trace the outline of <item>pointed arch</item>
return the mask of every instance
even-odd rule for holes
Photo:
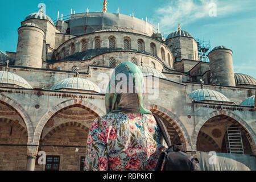
[[[185,126],[179,120],[178,117],[166,109],[155,105],[151,105],[150,110],[153,113],[160,115],[166,119],[168,122],[174,127],[176,132],[177,132],[181,143],[185,144],[186,150],[187,151],[190,151],[189,136]]]
[[[255,141],[256,140],[256,136],[255,133],[251,129],[251,127],[242,118],[241,118],[237,115],[232,113],[227,110],[218,110],[213,111],[207,115],[205,115],[204,118],[203,118],[196,125],[196,127],[193,132],[193,135],[191,138],[191,147],[192,151],[196,151],[196,142],[197,140],[197,137],[199,135],[199,133],[201,128],[210,119],[221,115],[224,115],[228,116],[238,123],[239,123],[241,126],[242,126],[243,130],[246,131],[246,132],[249,134],[247,137],[249,138],[249,142],[250,144],[251,145],[251,150],[253,150],[253,152],[256,152],[256,145]]]
[[[39,139],[41,135],[43,129],[44,125],[48,122],[48,121],[55,115],[56,114],[61,112],[61,111],[67,109],[67,108],[72,107],[75,106],[80,106],[84,109],[90,111],[92,113],[93,113],[96,117],[99,117],[105,114],[100,108],[90,104],[89,102],[77,99],[72,99],[67,100],[65,102],[63,102],[59,105],[55,106],[52,109],[48,111],[40,121],[38,122],[38,125],[35,130],[35,134],[34,135],[33,144],[38,144],[39,143]]]
[[[23,120],[27,130],[27,143],[30,144],[33,141],[34,130],[31,120],[27,111],[17,102],[7,96],[0,95],[0,102],[10,106],[16,111]]]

--------------------

- [What needs to be done] Rewrite the data above with "even-odd rule" swapped for "nonzero rule" and nothing else changed. Leave the pictures out.

- [The solution]
trace the outline of <item>pointed arch</item>
return the mask of every instance
nonzero rule for holes
Photo:
[[[185,126],[179,120],[178,117],[166,109],[155,105],[151,105],[150,110],[153,113],[160,115],[166,119],[168,122],[174,127],[176,132],[177,132],[181,143],[185,144],[186,150],[187,151],[190,151],[189,136]]]
[[[255,141],[256,140],[256,136],[255,133],[251,129],[251,127],[242,118],[241,118],[237,115],[232,113],[227,110],[218,110],[213,111],[207,115],[205,115],[204,118],[203,118],[196,125],[196,127],[193,132],[193,135],[191,138],[191,147],[192,151],[196,151],[196,142],[197,140],[197,137],[199,135],[199,133],[201,128],[210,119],[221,115],[224,115],[228,116],[238,123],[239,123],[241,126],[242,126],[243,130],[246,131],[246,132],[249,134],[247,137],[249,138],[249,142],[250,144],[251,145],[251,150],[253,150],[253,152],[256,152],[256,145]]]
[[[39,139],[41,135],[43,129],[44,125],[48,122],[48,121],[55,115],[56,114],[61,112],[61,111],[67,109],[67,108],[72,107],[75,106],[80,106],[84,109],[90,111],[92,113],[93,113],[96,117],[99,117],[105,114],[100,108],[90,104],[89,102],[77,99],[72,99],[67,100],[65,102],[63,102],[59,105],[55,106],[52,109],[48,111],[40,121],[38,122],[38,125],[35,130],[35,134],[34,135],[33,144],[38,144],[39,143]]]
[[[23,120],[27,130],[27,143],[30,144],[33,141],[34,130],[31,120],[27,111],[17,102],[7,96],[0,95],[0,102],[10,106],[16,111]]]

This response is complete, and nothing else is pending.